* [Problem to work on]: Starting at the beginning of the records and ending at the line that contains "x=253 y=451", write those lines out again, changing "desert sand" to "dune sand" and keeping everything else the same.
>>>>
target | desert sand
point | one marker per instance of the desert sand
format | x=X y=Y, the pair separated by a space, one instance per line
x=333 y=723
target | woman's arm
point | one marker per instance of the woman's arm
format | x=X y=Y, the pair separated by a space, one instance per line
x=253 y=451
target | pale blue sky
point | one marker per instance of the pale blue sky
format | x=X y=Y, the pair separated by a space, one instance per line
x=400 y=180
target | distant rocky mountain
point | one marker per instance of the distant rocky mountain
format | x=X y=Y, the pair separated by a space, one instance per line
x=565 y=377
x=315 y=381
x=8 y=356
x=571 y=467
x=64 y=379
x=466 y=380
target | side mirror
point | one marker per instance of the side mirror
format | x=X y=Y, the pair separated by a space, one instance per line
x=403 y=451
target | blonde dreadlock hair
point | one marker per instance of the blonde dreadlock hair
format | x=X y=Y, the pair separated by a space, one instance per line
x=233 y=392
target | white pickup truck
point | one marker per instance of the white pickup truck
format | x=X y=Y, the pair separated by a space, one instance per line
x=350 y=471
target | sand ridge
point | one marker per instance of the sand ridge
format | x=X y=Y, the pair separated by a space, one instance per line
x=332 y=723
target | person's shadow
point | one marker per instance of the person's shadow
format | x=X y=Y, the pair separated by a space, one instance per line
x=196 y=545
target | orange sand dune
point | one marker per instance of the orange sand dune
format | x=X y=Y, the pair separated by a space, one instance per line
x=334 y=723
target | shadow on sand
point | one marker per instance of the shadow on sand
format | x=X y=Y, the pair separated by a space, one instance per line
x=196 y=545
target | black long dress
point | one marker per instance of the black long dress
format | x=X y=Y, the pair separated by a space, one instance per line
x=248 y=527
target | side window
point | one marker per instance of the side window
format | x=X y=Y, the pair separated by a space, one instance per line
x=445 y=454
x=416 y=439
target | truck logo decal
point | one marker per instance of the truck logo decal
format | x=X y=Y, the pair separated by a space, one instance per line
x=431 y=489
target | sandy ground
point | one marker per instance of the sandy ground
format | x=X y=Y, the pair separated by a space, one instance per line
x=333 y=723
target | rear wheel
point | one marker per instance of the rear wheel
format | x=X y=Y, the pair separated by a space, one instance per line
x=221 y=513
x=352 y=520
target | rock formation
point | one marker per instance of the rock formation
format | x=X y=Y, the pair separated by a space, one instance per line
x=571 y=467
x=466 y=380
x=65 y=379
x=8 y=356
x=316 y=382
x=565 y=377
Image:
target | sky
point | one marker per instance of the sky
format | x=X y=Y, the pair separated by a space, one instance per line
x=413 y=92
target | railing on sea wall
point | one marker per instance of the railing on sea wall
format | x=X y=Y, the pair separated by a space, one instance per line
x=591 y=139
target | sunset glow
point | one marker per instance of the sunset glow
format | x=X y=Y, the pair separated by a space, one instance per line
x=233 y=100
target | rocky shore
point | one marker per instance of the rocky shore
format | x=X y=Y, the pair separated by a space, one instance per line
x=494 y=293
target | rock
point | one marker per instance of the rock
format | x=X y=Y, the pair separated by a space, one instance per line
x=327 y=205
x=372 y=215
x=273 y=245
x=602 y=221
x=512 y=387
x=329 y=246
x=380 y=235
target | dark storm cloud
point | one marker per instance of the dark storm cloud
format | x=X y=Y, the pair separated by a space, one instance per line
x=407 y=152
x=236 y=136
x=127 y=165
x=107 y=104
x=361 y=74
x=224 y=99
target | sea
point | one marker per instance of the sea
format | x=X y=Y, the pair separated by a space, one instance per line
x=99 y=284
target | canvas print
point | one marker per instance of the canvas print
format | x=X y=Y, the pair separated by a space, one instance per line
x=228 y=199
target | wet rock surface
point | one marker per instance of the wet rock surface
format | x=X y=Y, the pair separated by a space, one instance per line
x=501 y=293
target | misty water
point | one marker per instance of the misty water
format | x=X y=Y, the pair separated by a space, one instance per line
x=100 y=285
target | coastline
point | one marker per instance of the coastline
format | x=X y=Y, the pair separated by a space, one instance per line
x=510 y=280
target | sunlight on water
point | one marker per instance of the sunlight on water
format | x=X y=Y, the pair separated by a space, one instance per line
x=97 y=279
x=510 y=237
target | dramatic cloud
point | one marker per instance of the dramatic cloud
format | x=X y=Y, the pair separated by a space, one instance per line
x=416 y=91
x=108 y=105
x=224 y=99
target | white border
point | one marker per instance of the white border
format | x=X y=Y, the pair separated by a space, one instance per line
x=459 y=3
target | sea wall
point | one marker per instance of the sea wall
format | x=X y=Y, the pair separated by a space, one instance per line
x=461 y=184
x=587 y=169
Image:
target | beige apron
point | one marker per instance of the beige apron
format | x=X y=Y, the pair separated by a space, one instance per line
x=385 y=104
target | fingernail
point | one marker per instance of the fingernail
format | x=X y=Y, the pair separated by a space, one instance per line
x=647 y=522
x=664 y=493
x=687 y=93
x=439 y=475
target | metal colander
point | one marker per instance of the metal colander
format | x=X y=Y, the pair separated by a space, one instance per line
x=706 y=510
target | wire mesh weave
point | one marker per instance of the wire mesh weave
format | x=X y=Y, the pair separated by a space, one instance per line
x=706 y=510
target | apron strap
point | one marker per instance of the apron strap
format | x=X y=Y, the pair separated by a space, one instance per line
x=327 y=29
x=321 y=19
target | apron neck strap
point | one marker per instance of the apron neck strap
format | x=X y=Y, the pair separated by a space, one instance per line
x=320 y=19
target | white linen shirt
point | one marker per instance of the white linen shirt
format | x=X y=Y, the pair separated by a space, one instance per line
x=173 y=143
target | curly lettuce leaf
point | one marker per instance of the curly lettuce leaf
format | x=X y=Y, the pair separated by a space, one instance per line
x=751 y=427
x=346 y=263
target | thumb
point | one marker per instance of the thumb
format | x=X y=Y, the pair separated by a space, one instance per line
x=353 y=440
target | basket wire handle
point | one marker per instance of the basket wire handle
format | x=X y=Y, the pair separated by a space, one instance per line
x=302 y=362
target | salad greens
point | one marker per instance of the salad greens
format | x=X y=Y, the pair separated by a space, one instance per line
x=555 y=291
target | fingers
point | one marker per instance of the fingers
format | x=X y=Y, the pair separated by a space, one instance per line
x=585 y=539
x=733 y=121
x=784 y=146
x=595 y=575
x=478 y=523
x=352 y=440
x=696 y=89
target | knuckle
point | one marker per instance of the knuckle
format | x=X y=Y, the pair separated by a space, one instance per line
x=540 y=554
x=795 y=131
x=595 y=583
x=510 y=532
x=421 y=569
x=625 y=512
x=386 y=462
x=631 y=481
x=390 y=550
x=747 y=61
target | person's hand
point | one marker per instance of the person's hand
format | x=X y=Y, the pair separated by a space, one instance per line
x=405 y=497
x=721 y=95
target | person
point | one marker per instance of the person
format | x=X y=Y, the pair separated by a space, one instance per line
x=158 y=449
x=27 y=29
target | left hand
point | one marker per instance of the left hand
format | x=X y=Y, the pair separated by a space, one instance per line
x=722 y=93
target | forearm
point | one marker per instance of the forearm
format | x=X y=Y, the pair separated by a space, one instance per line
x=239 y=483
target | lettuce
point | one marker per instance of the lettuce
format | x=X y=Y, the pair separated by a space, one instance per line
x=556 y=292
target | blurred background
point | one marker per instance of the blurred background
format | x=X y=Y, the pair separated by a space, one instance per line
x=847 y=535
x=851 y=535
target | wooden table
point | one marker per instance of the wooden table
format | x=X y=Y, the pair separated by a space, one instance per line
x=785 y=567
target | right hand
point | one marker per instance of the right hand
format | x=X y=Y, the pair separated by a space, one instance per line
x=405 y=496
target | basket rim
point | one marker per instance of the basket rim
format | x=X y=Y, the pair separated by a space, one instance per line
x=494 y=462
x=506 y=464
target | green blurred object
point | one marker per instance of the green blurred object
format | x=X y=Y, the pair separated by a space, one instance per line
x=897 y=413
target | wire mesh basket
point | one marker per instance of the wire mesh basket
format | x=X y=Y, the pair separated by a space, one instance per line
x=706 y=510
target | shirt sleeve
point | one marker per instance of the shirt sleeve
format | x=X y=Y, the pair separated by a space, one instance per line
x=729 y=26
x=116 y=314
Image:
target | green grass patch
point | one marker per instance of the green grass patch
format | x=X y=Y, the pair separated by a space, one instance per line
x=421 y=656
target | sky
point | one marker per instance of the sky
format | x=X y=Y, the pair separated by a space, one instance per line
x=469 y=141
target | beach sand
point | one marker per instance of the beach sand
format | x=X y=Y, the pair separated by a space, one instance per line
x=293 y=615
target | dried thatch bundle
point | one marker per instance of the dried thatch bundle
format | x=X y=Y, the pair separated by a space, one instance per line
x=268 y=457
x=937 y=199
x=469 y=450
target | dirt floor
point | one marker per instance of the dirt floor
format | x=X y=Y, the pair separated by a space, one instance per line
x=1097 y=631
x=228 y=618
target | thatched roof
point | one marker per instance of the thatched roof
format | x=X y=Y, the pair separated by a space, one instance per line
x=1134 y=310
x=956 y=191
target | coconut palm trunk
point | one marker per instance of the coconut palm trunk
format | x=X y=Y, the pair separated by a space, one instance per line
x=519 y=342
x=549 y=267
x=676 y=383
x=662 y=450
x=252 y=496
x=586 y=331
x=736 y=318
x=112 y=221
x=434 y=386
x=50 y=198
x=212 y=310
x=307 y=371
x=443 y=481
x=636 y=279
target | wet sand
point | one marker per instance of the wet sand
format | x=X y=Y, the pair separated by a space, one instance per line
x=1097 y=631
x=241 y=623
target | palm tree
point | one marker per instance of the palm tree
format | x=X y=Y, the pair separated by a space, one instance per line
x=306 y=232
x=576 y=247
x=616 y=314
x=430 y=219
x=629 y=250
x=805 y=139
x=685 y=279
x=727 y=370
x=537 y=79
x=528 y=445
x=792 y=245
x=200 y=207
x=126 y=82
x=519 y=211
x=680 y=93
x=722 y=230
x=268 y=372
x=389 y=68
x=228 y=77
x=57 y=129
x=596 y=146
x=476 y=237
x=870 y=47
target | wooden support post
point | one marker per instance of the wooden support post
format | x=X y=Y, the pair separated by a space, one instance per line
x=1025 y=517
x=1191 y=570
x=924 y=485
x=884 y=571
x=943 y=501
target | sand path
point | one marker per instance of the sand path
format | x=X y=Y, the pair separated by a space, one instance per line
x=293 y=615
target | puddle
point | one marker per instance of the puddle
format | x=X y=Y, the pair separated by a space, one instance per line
<<<<
* [Result for this exercise]:
target | dune sand
point | one marker per instance of the dune sand
format | x=X y=Y, the pair separated by a space, one instance per line
x=333 y=723
target | woman's arm
point | one marker per instance of the woman's arm
format | x=X y=Y, the pair separated by a space, one instance per line
x=253 y=451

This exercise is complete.